### TEXT EXCERPT
-------------------------
I have made a vow to myself that next year I’m stepping back from all my service commitments. I have taken too much on my plate this year. I know they have helped me stay clean but it’s true I see it making me resentful of recovery and that’s a slippery slope. I think finding balance is far more complicated then quantum physics.
Monday, October 12, 2009
Dear Mister Right

I don’t know who you are or what you look like or even what you do in your spare time, but clearly it is not spent with me. Maybe you got lost on your way and are stuck on the subway. Well I hope you can find your way back home because I am turning my lights of and going to bed.
Maybe you were waiting for me while I was lost in my world of unhealthy behavior. Maybe you walked past me on the street and didn’t know it was me or maybe you lost my number and have been looking franticly through your pockets but either way I think its best that we just move on. Maybe you’re still mad at me for all the dumb decisions I made in my life or are waiting for me to learn some sort of lesson from all the wrong guys I’ve dated. This passive aggressive behavior is not becoming of you.
If you do decide to attempt to contact me I will appreciate the phone call but at this time I have nothing to say to you. I wish you well in your endeavors and hope you can do the same for me. Clearly you need more time and space then I’m willing to give so GO FUCK YOURSELF!!!
Sunday, October 11, 2009
You might recognize me from an episode of cops

No I was never actually in an episode of cops but wouldn't that be fucked up if I was? Not shocking but unlikely. I look back at my life and the people I associated with like my ecstasy dealer in Ft. Myers that was on an episode of cops where he got arrested on Virginia beach cause he was drunk and acting a fool. Then there was my apartment in Ft. Myers that an episode of cops was filmed when they busted some hookers and a crack dealing pimp. Ah the good old days. How did my life lead me to these sketchy places and shady people? Oh yeah cause I'm an addict and I was digging deep for my bottom.
It's kind of funny how my life has made such a 180. I eventually started working for a criminal justice program where I had to pretend to be an upright citizen while still getting high. I figured as long as I stayed on the paying retail end of the drug world I'd manage. Did someone say unmanageability? I really did I convinced myself if I didn't go back to my drug slinging ways everything would be just fine. FYI it didn't. I still used like a dealer with an unlimited supply and had to go much further lengths to maintain it. I can truly say this was my bottom. Thank god I didn't end up on an episode of cops!
-------------------------
### DATASET SECTION

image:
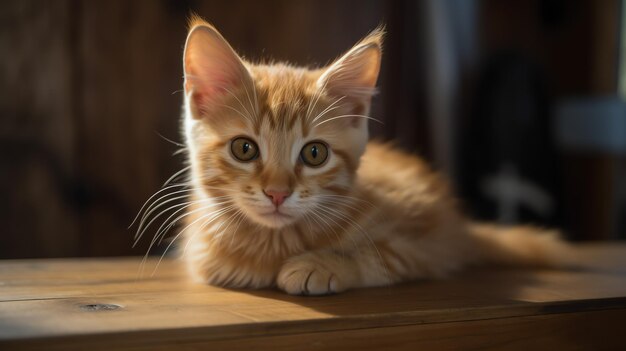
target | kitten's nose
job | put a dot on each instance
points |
-------------------------
### ASSIGNMENT
Using the blog text, answer:
1. What does the writer plan to step back from next year?
2. What date is given for the "Dear Mister Right" post?
3. What kind of program did the writer eventually start working for?

### RESULT BELOW
1. All of the writer's service commitments.
2. Monday, October 12, 2009.
3. A criminal justice program.